◆ TASK DIRECTIONS ◆
Reproduce the records starting at the line that contains "Target: white banner" and running to the last line, exactly and in full.

[Saved entries]
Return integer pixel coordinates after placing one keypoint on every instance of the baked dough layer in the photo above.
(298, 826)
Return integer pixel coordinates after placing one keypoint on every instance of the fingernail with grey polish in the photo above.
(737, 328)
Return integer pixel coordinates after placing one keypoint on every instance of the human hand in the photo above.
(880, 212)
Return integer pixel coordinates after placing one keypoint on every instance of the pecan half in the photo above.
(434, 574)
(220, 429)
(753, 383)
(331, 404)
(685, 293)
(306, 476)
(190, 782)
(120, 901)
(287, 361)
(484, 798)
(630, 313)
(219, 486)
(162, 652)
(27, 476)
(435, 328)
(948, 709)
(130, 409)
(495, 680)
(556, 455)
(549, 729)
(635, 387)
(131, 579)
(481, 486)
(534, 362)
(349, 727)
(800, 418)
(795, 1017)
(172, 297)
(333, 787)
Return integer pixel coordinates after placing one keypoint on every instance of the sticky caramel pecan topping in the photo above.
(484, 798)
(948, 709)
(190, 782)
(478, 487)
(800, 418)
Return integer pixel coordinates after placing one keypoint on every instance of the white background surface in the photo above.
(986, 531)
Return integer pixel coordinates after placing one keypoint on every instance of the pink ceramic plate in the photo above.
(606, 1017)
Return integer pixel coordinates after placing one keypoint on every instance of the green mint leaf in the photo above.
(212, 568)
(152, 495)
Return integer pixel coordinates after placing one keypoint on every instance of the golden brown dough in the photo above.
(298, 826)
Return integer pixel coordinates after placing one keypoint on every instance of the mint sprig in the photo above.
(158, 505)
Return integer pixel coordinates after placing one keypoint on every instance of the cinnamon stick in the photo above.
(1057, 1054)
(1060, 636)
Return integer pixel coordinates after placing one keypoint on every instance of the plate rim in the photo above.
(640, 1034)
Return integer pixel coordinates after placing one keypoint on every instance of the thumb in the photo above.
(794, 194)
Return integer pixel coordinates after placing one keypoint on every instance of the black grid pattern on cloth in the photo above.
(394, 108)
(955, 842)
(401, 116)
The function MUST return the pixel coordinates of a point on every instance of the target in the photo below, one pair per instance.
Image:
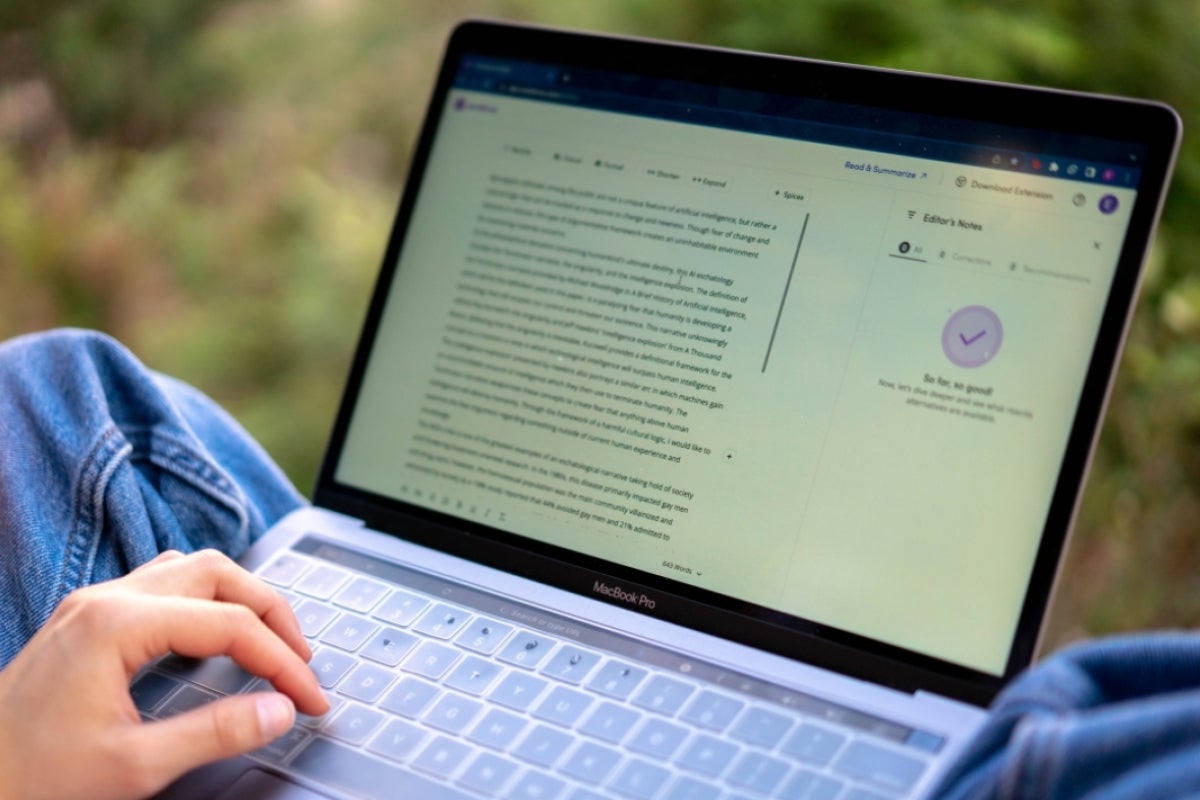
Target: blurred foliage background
(211, 181)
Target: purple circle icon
(972, 336)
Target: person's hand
(69, 727)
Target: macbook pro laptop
(715, 428)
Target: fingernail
(275, 715)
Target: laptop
(715, 428)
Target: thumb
(227, 727)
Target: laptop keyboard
(435, 698)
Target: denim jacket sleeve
(1111, 720)
(103, 464)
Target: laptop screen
(816, 358)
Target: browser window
(777, 368)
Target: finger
(202, 629)
(223, 728)
(209, 575)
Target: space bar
(349, 770)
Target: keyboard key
(353, 723)
(658, 739)
(543, 746)
(610, 722)
(591, 762)
(586, 794)
(389, 647)
(366, 683)
(361, 595)
(453, 713)
(473, 675)
(859, 793)
(757, 773)
(401, 608)
(707, 756)
(330, 666)
(484, 636)
(277, 751)
(810, 786)
(712, 710)
(310, 721)
(617, 680)
(498, 729)
(537, 786)
(641, 780)
(571, 663)
(348, 632)
(664, 695)
(442, 757)
(185, 699)
(442, 621)
(431, 660)
(397, 740)
(761, 727)
(409, 697)
(283, 570)
(563, 707)
(322, 583)
(813, 744)
(881, 768)
(315, 617)
(337, 765)
(517, 691)
(689, 788)
(150, 690)
(489, 774)
(526, 649)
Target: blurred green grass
(211, 181)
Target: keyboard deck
(438, 698)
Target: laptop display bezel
(1153, 127)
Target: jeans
(1111, 720)
(105, 464)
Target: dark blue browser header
(879, 130)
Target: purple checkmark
(972, 336)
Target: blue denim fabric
(1111, 720)
(103, 464)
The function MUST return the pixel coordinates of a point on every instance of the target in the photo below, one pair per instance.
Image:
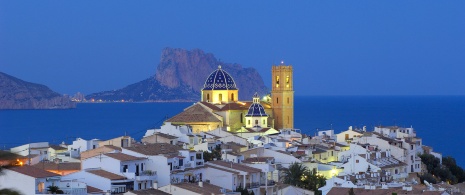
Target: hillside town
(221, 145)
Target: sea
(438, 120)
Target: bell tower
(282, 96)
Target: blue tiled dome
(256, 109)
(219, 80)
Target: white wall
(221, 178)
(22, 183)
(90, 179)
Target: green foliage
(216, 153)
(430, 161)
(54, 190)
(351, 191)
(294, 174)
(244, 191)
(298, 175)
(312, 181)
(428, 177)
(457, 171)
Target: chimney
(155, 185)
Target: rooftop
(154, 149)
(106, 174)
(32, 171)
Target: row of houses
(171, 160)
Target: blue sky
(336, 47)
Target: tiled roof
(57, 147)
(32, 171)
(58, 166)
(235, 166)
(91, 189)
(258, 159)
(149, 192)
(363, 191)
(155, 149)
(206, 189)
(123, 157)
(106, 174)
(5, 155)
(164, 135)
(195, 113)
(222, 169)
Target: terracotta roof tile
(106, 174)
(195, 113)
(206, 189)
(155, 149)
(234, 166)
(58, 166)
(123, 157)
(32, 171)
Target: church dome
(256, 109)
(219, 80)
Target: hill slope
(180, 76)
(18, 94)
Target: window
(277, 81)
(40, 187)
(287, 81)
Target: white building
(28, 180)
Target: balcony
(269, 183)
(252, 185)
(199, 162)
(147, 175)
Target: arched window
(287, 81)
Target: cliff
(180, 76)
(18, 94)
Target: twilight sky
(336, 47)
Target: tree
(430, 161)
(216, 153)
(294, 174)
(351, 191)
(313, 181)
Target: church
(220, 107)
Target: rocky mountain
(180, 76)
(18, 94)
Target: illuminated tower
(282, 96)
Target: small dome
(219, 80)
(256, 109)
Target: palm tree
(294, 174)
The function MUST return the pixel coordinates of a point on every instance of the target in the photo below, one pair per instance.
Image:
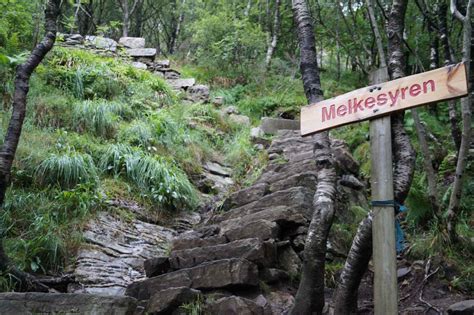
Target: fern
(167, 184)
(98, 117)
(66, 170)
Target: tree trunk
(86, 21)
(177, 30)
(449, 59)
(276, 30)
(12, 137)
(346, 295)
(454, 201)
(125, 18)
(404, 154)
(361, 249)
(310, 296)
(247, 8)
(428, 164)
(127, 13)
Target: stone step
(218, 274)
(251, 249)
(65, 303)
(299, 197)
(234, 305)
(309, 180)
(261, 229)
(275, 173)
(168, 300)
(245, 196)
(282, 215)
(197, 241)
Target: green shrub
(98, 117)
(66, 170)
(229, 44)
(166, 184)
(112, 159)
(42, 229)
(138, 133)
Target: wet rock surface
(256, 236)
(115, 254)
(64, 303)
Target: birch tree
(276, 30)
(466, 103)
(128, 9)
(310, 296)
(15, 125)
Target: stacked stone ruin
(134, 50)
(242, 258)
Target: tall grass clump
(112, 159)
(166, 184)
(98, 117)
(66, 170)
(138, 133)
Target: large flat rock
(251, 249)
(282, 215)
(116, 253)
(234, 305)
(65, 303)
(261, 229)
(297, 197)
(273, 125)
(213, 275)
(142, 52)
(166, 301)
(132, 42)
(181, 84)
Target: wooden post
(383, 227)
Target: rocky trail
(241, 257)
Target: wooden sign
(382, 99)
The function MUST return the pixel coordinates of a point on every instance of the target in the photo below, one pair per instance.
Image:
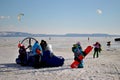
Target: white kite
(19, 16)
(99, 11)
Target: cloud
(99, 11)
(4, 17)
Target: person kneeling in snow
(36, 54)
(77, 50)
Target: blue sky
(61, 16)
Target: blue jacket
(36, 46)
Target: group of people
(41, 55)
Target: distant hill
(24, 34)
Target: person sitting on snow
(37, 53)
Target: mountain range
(25, 34)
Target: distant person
(77, 50)
(97, 49)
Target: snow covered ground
(106, 67)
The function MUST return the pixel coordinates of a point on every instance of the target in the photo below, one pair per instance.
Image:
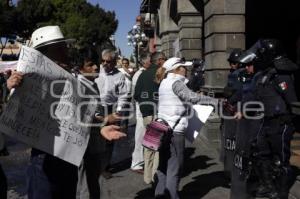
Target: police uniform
(229, 126)
(276, 91)
(247, 130)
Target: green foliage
(90, 25)
(7, 15)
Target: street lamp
(136, 38)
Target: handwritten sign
(8, 65)
(200, 114)
(50, 110)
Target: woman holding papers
(174, 100)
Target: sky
(126, 12)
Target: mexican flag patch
(283, 86)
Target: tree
(90, 25)
(7, 26)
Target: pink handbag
(155, 134)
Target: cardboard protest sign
(200, 114)
(8, 65)
(50, 109)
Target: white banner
(8, 65)
(200, 114)
(50, 109)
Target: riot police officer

◆ ANSWER SPACE ◆
Target: white banner
(8, 65)
(200, 114)
(50, 109)
Target: riot police officer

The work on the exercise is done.